• **Page text**:
----------------------------------------

Thursday’s fourth quarter GDP reading came in higher than expected, with growth reaching 3.3% to close out the year. On Friday, the good news kept coming as the core Personal Consumption Expenditures index came in at 2.9% for December. Both readings, combined with the ongoing low unemployment rate, point to a booming US economy.
GDP Once Again Comes In Hot
Gross Domestic Product came in much higher than expected. Economists had predicted growth to be around 2%. This continues a pervasive trend in 2023 of the economy defying all expectations.
The American consumer has kept the economy humming despite inflation levels not seen since the 1980s. A combination of savings from pandemic-era programs and a strong job market has kept consumption high. While most pandemic stimulus has ended, the job market has remained strong.
What is perhaps most stunning is that the economy has remained hot despite a rapid increase in interest rates by the Federal Reserve that was meant to cool the economy to help bring down inflation. The Fed hoped to cool things off enough to lower inflation without causing too much harm to the economy, something they call a “soft landing”.
Somehow, it appears the Fed has helped lower inflation without harming the economy at all. Now, the Fed is set to begin lowering interest rates later this year. 2024 could be another big year for GDP.
Core PCE Dropping
Core PCE is a reading on inflation that ignores volatile elements in the index such as fuel and housing costs. It is the Federal Reserve’s preferred measure of inflation, and the fact that it continues to drop is a great sign for the economy.
While the Fed deserves some credit for the falling inflation, we have to remember that this bout of rising prices was caused by a particular problem: COVID-19. The pandemic caused supply chain issues. This slowdown in goods was matched with stimulus from governments across the world. We had too many dollars chasing too few goods.
Inflation was bound to come down sooner or later as the supply chain issues sorted themselves out. The resilience of the American consumer, unfortunately, dragged the inflation bout out, as they had surprising tolerance to the high prices.
Remember, a business will charge whatever price a customer is willing to pay. If consumers show a tolerance to high prices, businesses have no incentive to lower them. They are in business to make a profit after all.
Roaring 20s?
The stage appears to be set for a repeat of the roaring 20s. The last decade was a great one for the US economy. While the recovery from the 2008 financial crisis was slow at first, it ended up being long and consistent. The pandemic appears to have been a bump in the road, and economic expansion is now back on the menu.
The economic picture looks rosy, but there are still potential problems that could trip things up. The battle against inflation is not yet completely won, as the Federal Reserve wants inflation down to 2%. Turmoil in the Middle East and Europe could cause further disruptions and cause inflation to flair up again.
Partisan bickering in Congress could cause government shutdowns or even a default if Congress fails to get the nation’s business done. On top of yearly issues with the budget, the US faces a major debt problem in the coming years that could also threaten the economy.
Thus far, the US economy has navigated these pitfalls and continues to hum along.

----------------------------------------

• **Prompt**:
In the article on the US economy, what GDP growth had economists predicted for the fourth quarter?

Natural-language object grounding data:

----------------------------------------

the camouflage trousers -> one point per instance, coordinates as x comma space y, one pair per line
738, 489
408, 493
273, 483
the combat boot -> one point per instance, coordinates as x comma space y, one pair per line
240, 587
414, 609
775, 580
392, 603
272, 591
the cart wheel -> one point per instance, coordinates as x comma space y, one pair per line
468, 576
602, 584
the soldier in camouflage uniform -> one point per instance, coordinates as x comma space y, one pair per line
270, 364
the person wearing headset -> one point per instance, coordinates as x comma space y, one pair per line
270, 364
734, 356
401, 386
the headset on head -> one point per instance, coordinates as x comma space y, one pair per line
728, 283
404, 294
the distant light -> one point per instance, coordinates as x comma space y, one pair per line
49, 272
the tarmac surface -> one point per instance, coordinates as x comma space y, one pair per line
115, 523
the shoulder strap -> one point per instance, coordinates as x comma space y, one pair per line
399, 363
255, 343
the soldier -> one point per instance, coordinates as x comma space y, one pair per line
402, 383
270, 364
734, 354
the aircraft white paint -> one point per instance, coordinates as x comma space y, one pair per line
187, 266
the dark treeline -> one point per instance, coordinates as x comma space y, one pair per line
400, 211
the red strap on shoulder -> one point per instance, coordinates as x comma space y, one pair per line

----------------------------------------

• **Response box**:
Around 2%.